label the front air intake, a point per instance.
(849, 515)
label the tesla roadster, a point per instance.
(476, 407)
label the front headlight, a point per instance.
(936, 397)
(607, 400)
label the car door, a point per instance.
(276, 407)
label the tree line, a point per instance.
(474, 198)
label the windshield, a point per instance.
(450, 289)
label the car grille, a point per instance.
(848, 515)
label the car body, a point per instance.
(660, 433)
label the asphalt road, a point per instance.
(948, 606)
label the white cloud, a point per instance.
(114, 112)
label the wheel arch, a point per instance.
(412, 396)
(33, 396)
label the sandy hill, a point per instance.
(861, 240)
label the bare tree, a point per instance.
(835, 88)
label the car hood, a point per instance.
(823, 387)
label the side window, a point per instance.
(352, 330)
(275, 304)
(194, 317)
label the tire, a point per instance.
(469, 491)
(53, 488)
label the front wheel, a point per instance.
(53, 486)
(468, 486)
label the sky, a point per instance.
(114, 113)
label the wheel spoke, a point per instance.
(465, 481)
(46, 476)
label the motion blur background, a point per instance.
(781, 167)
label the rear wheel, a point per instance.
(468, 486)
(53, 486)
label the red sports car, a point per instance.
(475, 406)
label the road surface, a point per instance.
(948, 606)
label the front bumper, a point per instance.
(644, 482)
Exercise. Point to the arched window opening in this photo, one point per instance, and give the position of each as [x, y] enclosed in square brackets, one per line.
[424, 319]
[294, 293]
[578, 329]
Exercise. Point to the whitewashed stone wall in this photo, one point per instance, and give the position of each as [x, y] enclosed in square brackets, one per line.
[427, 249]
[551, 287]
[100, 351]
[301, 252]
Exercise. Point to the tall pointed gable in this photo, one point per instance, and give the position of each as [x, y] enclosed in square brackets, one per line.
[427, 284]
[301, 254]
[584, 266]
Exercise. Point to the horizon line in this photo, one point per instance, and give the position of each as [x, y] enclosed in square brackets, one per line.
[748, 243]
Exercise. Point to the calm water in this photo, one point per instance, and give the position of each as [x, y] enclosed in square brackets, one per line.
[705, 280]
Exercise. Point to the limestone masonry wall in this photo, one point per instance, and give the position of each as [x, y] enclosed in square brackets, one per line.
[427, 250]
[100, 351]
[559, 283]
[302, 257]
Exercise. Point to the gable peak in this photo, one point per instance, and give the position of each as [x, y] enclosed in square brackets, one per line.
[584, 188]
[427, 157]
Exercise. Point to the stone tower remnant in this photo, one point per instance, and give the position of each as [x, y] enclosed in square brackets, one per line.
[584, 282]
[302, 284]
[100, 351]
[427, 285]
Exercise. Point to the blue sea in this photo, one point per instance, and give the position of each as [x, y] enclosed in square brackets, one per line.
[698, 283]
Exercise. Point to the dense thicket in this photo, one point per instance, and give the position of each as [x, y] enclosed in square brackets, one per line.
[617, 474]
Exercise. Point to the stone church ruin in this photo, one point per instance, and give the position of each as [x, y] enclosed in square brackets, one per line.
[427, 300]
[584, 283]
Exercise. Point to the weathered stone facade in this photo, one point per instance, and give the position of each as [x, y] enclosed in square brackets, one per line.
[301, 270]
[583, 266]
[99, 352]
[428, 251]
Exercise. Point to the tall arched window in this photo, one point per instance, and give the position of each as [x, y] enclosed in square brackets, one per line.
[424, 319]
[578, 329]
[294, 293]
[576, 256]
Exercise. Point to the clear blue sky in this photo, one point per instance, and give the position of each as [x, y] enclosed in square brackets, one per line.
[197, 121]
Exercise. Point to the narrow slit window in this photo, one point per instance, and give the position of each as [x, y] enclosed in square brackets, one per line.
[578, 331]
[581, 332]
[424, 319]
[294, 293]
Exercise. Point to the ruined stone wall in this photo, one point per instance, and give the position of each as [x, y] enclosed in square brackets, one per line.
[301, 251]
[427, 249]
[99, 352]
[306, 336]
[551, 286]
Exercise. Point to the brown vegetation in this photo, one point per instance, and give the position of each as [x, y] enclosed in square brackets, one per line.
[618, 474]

→ YOUR OBJECTIVE
Transcribe the full listing exactly, leaving out no line.

→ TASK RESULT
label the front air intake, a point per instance.
(849, 515)
label the tesla roadster, a point per instance.
(476, 407)
label the front headlight, a point per instance.
(936, 397)
(607, 400)
label the car door, a point per instance.
(276, 407)
label the tree line, a point per instance.
(474, 198)
label the windshield, a point per instance.
(450, 289)
label the car grille, a point per instance.
(848, 515)
label the car body, a point per instance.
(660, 433)
label the asphalt road, a point per instance.
(948, 606)
label the white cloud, a point per instance.
(114, 112)
label the wheel arch, a point per instance.
(412, 396)
(33, 396)
label the sandy hill, a point per instance.
(861, 240)
label the bare tree, a point per instance.
(835, 88)
label the car hood, a point per instance.
(823, 387)
label the side window, a point per instance.
(352, 330)
(275, 304)
(194, 317)
label the tire, a point per instance.
(469, 491)
(53, 488)
label the front wheel, a point per instance.
(53, 486)
(468, 486)
label the sky, a point per instance.
(114, 113)
label the wheel spoke, a point per instance.
(465, 481)
(46, 476)
label the motion blur background, a point per instance.
(781, 167)
label the rear wheel, a point per instance.
(468, 486)
(53, 486)
label the red sports car, a point per instance.
(475, 406)
label the road surface, a point per instance.
(948, 606)
label the front bumper, a point per instance.
(644, 482)
Exercise. Point to the arched window opening in this photo, one point per instance, and give the position of each as [x, y] enclosed in square brackets, one per line.
[424, 319]
[294, 293]
[578, 329]
Exercise. Point to the whitewashed stone wall in this photo, one point per instance, and give the position of each as [x, y] enclosed in square brackets, one per line.
[427, 249]
[551, 287]
[100, 351]
[301, 252]
Exercise. Point to the tall pointed gable in this photo, one point per instance, and give the position of each as [x, y] enclosed in square brackets, one per line.
[427, 284]
[301, 254]
[584, 266]
Exercise. Point to the horizon line in this photo, one point per instance, and give the position of each as [x, y] enclosed in square brackets, one per line.
[748, 243]
Exercise. Point to the calm water in this photo, one point per instance, and give the position of each as [x, y] enclosed in square brackets, one per line.
[705, 280]
Exercise. Point to the limestone masonry wall in this photo, one point per instance, and give the position of each as [x, y] enclosed in square brackets, one per line.
[427, 250]
[100, 351]
[559, 283]
[302, 257]
Exercise. Point to the gable peak in this photo, one point per instance, and give the position of each as [x, y] enclosed in square brackets, one per line.
[584, 188]
[427, 157]
Exercise. Point to the stone tower remnant in this photo, one point per instance, and give the position of each as [x, y] enclosed in square brackets, one per line.
[584, 282]
[302, 284]
[100, 351]
[427, 285]
Exercise. Point to the blue sea in this photo, one point per instance, and give the position of each as [x, y] enclosed in square brackets, one per line.
[698, 283]
Exercise. Point to the dense thicket in this photo, one point per instance, and give the position of each as [x, y] enclosed in square brackets, one per line.
[617, 474]
Exercise. Point to the stone church ruin in this photo, one point per instance, and give the position of each as [x, y] enclosed in square brackets, one per line.
[427, 300]
[584, 283]
Exercise. Point to the weathered stone facade in this photo, one point per instance, and give the position of each as [x, y] enclosed in square brackets, one per line.
[301, 270]
[583, 266]
[99, 352]
[428, 251]
Exercise. Point to the tall arched window in this photo, one point per instance, and give the position of each as [x, y] enclosed in square brackets, one per line.
[424, 319]
[578, 329]
[294, 293]
[576, 256]
Exercise. Point to the clear blue sky in this photo, one point per instance, and give the position of each as [x, y] enclosed in square brackets, one per line.
[197, 121]
Exercise. Point to the narrow slit window in this photo, one point per instance, and give the position of each as [x, y] enclosed in square brackets, one per line.
[578, 331]
[581, 332]
[424, 319]
[294, 293]
Exercise. Point to the ruined stone wall in this photo, one point per instance, and give the position of each as [x, y] enclosed in square brackets, one per line.
[301, 251]
[427, 249]
[99, 352]
[306, 336]
[551, 286]
Exercise. Point to the brown vegetation in this photo, one point per instance, and give the position of each as [x, y] enclosed in square brackets, one per line.
[618, 474]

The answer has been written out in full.